CEL ZADANIA A - Przepisz dosłownie z artykułu o burzy na Giewoncie fragment, który zaczyna się od słów "Ks. Jerzy Kozłowski, wikariusz" i ciągnie aż do słów "łamach Polsat News.".
CEL ZADANIA B - W jakim mieście przebywa w szpitalu ks. Jerzy Kozłowski według artykułu o burzy na Giewoncie?

FRAGMENT TEKSTU -
Kapłan, który przeżył burzę na Giewoncie: myślałem, że jestem spalony. Prosiłem Boga, żeby mnie zabrał
"Na głos rozgrzeszyłem ludzi, którzy byli wokół, bo podejrzewałem, że może być źle, że mogą być jacyś umierający. Zrobiłem to, co do mnie należało" - mówi kapłan, który został trzy razy porażony piorunem.
Ks. Jerzy Kozłowski, wikariusz parafii pw. Maryi Matki Kościoła w Dzierżoniowie, został porażony piorunem podczas tragicznej burzy w Tatrach. Stan kapłana jest stabilny, obecnie przebywa on w szpitalu w Zakopanem. Najbliżsi polecają go dalszej modlitwie.
O tym, co zdarzyło się w czwartek na Giewoncie, kapłan opowiedział dziennikarzom "Interwencji", którzy dotarli do niego w szpitalu.
Ksiądz Jerzy przyznaje, że na początku nic nie zapowiadało tego, że ma nadejść burza. "Gdy byłem już pod krzyżem, to w oddali było słychać grzmoty, od razu bardzo się zaniepokoiłem. Miałem złe przeczucia" - wspomina ks. Jerzy na łamach Polsat News.

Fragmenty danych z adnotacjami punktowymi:
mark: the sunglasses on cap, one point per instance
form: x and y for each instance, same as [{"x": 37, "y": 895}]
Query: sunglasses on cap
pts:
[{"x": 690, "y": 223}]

ROZWIĄZANIE A -
Ks. Jerzy Kozłowski, wikariusz parafii pw. Maryi Matki Kościoła w Dzierżoniowie, został porażony piorunem podczas tragicznej burzy w Tatrach. Stan kapłana jest stabilny, obecnie przebywa on w szpitalu w Zakopanem. Najbliżsi polecają go dalszej modlitwie.
O tym, co zdarzyło się w czwartek na Giewoncie, kapłan opowiedział dziennikarzom "Interwencji", którzy dotarli do niego w szpitalu.
Ksiądz Jerzy przyznaje, że na początku nic nie zapowiadało tego, że ma nadejść burza. "Gdy byłem już pod krzyżem, to w oddali było słychać grzmoty, od razu bardzo się zaniepokoiłem. Miałem złe przeczucia" - wspomina ks. Jerzy na łamach Polsat News.

ROZWIĄZANIE B - W Zakopanem.